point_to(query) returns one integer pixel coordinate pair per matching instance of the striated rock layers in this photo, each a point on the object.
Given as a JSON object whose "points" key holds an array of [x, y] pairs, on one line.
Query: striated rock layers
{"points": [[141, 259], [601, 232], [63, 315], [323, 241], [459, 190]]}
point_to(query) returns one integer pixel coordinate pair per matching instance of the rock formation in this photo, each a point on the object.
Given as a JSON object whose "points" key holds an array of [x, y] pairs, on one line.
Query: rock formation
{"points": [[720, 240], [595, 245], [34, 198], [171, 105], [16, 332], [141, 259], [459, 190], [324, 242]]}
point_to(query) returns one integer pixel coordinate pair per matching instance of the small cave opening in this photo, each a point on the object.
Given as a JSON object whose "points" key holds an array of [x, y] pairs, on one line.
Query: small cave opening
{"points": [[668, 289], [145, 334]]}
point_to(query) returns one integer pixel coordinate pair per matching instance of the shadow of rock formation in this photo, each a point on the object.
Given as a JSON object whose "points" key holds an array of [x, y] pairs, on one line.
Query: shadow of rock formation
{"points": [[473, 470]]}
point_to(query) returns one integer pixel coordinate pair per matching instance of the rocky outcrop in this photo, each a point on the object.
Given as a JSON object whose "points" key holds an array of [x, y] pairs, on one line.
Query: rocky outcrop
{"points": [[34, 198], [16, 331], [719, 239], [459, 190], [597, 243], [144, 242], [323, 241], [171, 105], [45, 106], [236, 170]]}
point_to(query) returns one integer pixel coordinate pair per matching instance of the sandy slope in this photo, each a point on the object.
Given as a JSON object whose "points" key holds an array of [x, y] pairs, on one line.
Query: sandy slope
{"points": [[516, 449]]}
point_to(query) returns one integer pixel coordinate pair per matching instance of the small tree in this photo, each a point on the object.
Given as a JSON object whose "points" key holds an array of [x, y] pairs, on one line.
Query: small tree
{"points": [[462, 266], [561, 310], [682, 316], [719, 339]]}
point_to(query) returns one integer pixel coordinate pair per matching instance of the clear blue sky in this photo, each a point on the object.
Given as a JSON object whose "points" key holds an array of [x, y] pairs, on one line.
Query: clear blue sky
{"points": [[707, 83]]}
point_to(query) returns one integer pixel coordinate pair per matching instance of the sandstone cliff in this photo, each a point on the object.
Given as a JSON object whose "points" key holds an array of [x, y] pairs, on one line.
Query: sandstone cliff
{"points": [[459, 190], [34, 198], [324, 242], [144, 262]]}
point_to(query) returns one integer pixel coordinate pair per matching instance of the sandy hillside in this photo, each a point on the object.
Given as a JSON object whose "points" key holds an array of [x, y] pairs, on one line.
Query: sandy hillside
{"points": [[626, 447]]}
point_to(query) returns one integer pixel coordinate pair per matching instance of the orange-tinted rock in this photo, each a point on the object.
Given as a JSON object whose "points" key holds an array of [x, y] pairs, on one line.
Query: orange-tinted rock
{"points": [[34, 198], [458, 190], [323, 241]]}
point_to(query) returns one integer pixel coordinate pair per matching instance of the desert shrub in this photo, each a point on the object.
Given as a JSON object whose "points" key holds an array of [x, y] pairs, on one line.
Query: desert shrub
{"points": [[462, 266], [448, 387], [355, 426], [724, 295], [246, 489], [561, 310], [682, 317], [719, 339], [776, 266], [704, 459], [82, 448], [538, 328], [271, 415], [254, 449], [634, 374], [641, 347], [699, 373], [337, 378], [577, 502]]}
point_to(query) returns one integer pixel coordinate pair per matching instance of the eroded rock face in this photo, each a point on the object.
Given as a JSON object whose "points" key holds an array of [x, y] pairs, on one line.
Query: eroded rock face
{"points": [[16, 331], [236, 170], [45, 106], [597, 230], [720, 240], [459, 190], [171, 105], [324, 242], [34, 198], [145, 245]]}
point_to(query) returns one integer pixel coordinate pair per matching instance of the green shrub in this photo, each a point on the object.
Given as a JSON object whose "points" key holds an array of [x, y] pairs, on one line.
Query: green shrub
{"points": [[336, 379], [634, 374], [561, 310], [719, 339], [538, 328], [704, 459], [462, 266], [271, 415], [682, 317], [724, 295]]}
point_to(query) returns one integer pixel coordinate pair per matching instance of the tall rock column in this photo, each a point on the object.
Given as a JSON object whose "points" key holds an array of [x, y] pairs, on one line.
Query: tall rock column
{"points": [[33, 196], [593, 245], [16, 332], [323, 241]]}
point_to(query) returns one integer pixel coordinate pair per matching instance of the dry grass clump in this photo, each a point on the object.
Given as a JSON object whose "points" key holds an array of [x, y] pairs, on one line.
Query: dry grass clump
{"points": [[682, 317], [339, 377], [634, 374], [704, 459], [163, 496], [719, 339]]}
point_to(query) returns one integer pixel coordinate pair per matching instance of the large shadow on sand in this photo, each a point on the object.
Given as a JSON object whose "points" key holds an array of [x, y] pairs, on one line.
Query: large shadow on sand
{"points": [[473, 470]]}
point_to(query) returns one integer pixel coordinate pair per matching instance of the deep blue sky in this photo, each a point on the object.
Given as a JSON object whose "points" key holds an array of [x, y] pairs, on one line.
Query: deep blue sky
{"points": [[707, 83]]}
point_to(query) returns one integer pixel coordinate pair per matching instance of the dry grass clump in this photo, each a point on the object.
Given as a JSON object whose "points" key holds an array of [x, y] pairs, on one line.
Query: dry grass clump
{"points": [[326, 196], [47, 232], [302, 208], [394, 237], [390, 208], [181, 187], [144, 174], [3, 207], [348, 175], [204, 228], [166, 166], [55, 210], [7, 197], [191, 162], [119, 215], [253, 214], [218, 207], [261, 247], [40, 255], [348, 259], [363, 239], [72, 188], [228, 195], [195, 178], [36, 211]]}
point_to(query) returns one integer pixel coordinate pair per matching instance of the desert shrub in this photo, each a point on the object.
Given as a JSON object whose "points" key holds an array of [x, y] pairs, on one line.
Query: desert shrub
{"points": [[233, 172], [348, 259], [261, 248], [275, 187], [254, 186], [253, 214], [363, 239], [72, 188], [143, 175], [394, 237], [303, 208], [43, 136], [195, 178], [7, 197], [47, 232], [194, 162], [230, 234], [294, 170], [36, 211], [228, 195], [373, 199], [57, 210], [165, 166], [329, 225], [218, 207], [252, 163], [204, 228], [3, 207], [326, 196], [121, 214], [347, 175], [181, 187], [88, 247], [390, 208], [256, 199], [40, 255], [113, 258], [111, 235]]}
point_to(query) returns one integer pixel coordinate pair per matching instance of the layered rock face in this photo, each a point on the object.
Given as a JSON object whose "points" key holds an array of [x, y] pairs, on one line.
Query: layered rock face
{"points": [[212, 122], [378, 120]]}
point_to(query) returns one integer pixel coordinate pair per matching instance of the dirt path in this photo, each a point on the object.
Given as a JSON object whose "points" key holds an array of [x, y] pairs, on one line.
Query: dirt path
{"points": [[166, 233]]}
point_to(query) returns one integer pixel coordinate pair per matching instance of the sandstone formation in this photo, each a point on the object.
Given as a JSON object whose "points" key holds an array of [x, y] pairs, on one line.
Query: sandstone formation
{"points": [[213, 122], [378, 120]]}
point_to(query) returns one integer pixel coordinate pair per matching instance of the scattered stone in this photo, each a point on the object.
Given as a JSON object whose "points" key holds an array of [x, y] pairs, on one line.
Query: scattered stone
---------------
| WORK INSTRUCTION |
Your response must repeat the entries above exactly, in full.

| RESULT FOR THIS EXERCISE |
point_to(query) returns one integer pixel coordinate pair per matching instance of the striated rock layers in this photo, each a point on the object.
Given as a JSON object whose "points" key holds an array of [x, y] pairs, on one line.
Query: striated rock layers
{"points": [[141, 259], [601, 232], [63, 315], [323, 241], [459, 190]]}
point_to(query) returns one integer pixel coordinate pair per matching instance of the rock formation in this photo, each a point on the object.
Given as a JSON object whose "points" key holds an array of [x, y] pairs, on one line.
Query: rock formation
{"points": [[720, 240], [595, 245], [34, 198], [171, 105], [16, 332], [141, 259], [459, 190], [324, 242]]}
point_to(query) returns one integer pixel coordinate pair per matching instance of the small cave opening in this photo, each a point on the object.
Given as a JSON object whose "points" key holds an array of [x, y] pairs, on one line.
Query: small cave opening
{"points": [[668, 289], [145, 334]]}
point_to(query) returns one integer pixel coordinate pair per matching instance of the shadow of rock formation in this photo, each a point on the object.
Given as a JSON object whose "points" key holds an array of [x, y] pairs, on one line.
Query: shadow of rock formation
{"points": [[473, 470]]}
point_to(query) returns one integer pixel coordinate pair per matching instance of the rocky outcrop in this photo, each a point on the object.
Given as a JSON object whose "points" key holds an array of [x, y] pairs, on one line.
Query: rocky outcrop
{"points": [[34, 198], [16, 331], [719, 239], [459, 190], [597, 243], [144, 242], [323, 241], [171, 105], [45, 106], [236, 170]]}
point_to(query) returns one integer pixel coordinate pair per matching instance of the sandy slope in this photo, each a point on the object.
Given as a JSON object whose "points" key holds an array of [x, y] pairs, on one line.
Query: sandy slope
{"points": [[516, 449]]}
point_to(query) returns one integer pixel coordinate pair per matching instance of the small tree in this photo, each a point on the object.
Given as a JSON object whose "points" key holds an array of [x, y] pairs, on one line.
Query: small tree
{"points": [[462, 266], [561, 310], [682, 316], [719, 339]]}
point_to(query) returns one integer pixel coordinate pair per matching instance of the clear blue sky in this photo, each a point on the object.
Given as a JSON object whose "points" key holds an array of [x, y] pairs, on one line.
Query: clear blue sky
{"points": [[707, 83]]}
point_to(query) returns one integer pixel coordinate pair per matching instance of the sandstone cliff in this photo, each a point on the object.
Given as a JSON object whose "points" key holds an array of [x, y] pairs, on one line.
Query: sandstone cliff
{"points": [[459, 190], [34, 198], [324, 242], [144, 262]]}
point_to(query) returns one integer pixel coordinate pair per matching instance of the sandy hillside in this photo, each a point on the object.
Given as a JSON object whose "points" key holds an array of [x, y] pairs, on one line.
Query: sandy hillside
{"points": [[626, 447]]}
point_to(query) returns one integer pixel coordinate pair per matching instance of the orange-tinted rock in this photo, each a point on the object.
Given as a JSON object whose "points" key holds an array of [x, y] pairs, on one line.
Query: orange-tinted rock
{"points": [[34, 198], [458, 190], [323, 241]]}
point_to(query) returns one integer pixel coordinate pair per matching instance of the desert shrub in this photo, each a point on the object.
Given as a JSON object whose "points" key holds an array of [x, y] pairs, on one line.
Query: desert shrub
{"points": [[462, 266], [448, 387], [355, 426], [724, 295], [246, 489], [561, 310], [682, 317], [719, 339], [776, 266], [704, 459], [82, 448], [538, 328], [271, 415], [254, 449], [634, 374], [641, 347], [699, 373], [337, 378], [577, 502]]}
point_to(query) returns one integer pixel coordinate pair per matching instance of the eroded rock face in this photo, each a point on the object.
Given as a JSON object whose "points" key holds an array of [x, y] pairs, on one line.
Query: eroded rock face
{"points": [[16, 331], [236, 170], [45, 106], [597, 230], [720, 240], [459, 190], [171, 105], [324, 242], [34, 198], [145, 245]]}
point_to(query) returns one integer pixel coordinate pair per matching instance of the green shrub in this photo, each a point on the object.
Given as a JSON object whose "points" key holds an array of [x, y] pairs, on one line.
Query: green shrub
{"points": [[336, 379], [634, 374], [561, 310], [719, 339], [538, 328], [704, 459], [462, 266], [271, 415], [682, 317], [724, 295]]}
point_to(query) returns one integer pixel coordinate pair per matching instance of the tall rock column in this photo, each a point on the object.
Given as a JSON object whose "points" key holds an array of [x, y] pairs, on one line.
Query: tall rock column
{"points": [[33, 196], [593, 245], [16, 332], [323, 241]]}
point_to(query) returns one integer pixel coordinate pair per matching instance of the dry grass clump in this photo, each a point on the object.
Given as a JSON object whose "points" key holds an array of [x, y] pairs, on one line.
Query: dry grass clump
{"points": [[682, 317], [339, 377], [634, 374], [704, 459], [163, 496], [719, 339]]}
point_to(query) returns one integer pixel coordinate pair per matching instance of the large shadow on sand in this photo, each a point on the object.
Given as a JSON object whose "points" key holds an array of [x, y] pairs, on one line.
Query: large shadow on sand
{"points": [[473, 470]]}
point_to(query) returns one integer pixel coordinate pair per matching instance of the deep blue sky in this photo, each a point on the object.
Given as a JSON object whose "points" key holds an array of [x, y] pairs, on one line.
Query: deep blue sky
{"points": [[707, 83]]}
point_to(query) returns one integer pixel coordinate pair per matching instance of the dry grass clump in this photo, each a point on the object.
Given as a JSON object whose "points" key holds an array of [x, y] pairs, on one line.
Query: dry grass clump
{"points": [[326, 196], [47, 232], [302, 208], [394, 237], [390, 208], [181, 187], [144, 174], [3, 207], [348, 175], [204, 228], [166, 166], [55, 210], [7, 197], [191, 162], [119, 215], [253, 214], [218, 207], [261, 247], [40, 255], [348, 259], [363, 239], [72, 188], [228, 195], [195, 178], [36, 211]]}
point_to(query) returns one integer pixel coordinate pair per matching instance of the desert shrub in this photo, each a point on the object.
Given as a JSON object whose "points" key holds an array of [x, y] pairs, on one line.
Query: desert shrub
{"points": [[233, 172], [348, 259], [261, 248], [275, 187], [254, 186], [253, 214], [363, 239], [72, 188], [143, 175], [394, 237], [303, 208], [43, 136], [195, 178], [7, 197], [47, 232], [194, 162], [230, 234], [294, 170], [36, 211], [228, 195], [373, 199], [57, 210], [165, 166], [329, 225], [218, 207], [252, 163], [204, 228], [3, 207], [326, 196], [121, 214], [347, 175], [181, 187], [88, 247], [390, 208], [256, 199], [40, 255], [113, 258], [111, 235]]}
point_to(query) returns one integer pixel coordinate pair per matching instance of the layered rock face in this photo, each a point on the object.
Given as a JSON object whose "points" key holds an array of [x, y] pairs, on one line.
Query: layered rock face
{"points": [[212, 122], [378, 120]]}
point_to(query) returns one integer pixel coordinate pair per matching instance of the dirt path in this photo, each a point on the object.
Given as a JSON object whose "points" key holds an array of [x, y] pairs, on one line.
Query: dirt path
{"points": [[166, 233]]}
point_to(query) returns one integer pixel coordinate pair per matching instance of the sandstone formation in this photo, each a point on the object.
Given as a JSON object whose "points" key holds an array of [x, y] pairs, on one line.
Query: sandstone formation
{"points": [[213, 122], [378, 120]]}
point_to(query) returns one integer pixel coordinate pair per matching instance of the scattered stone in this photo, each a point on the object.
Given as a JSON object whose "points" key holds an array of [x, y] pairs, on one line.
Query: scattered stone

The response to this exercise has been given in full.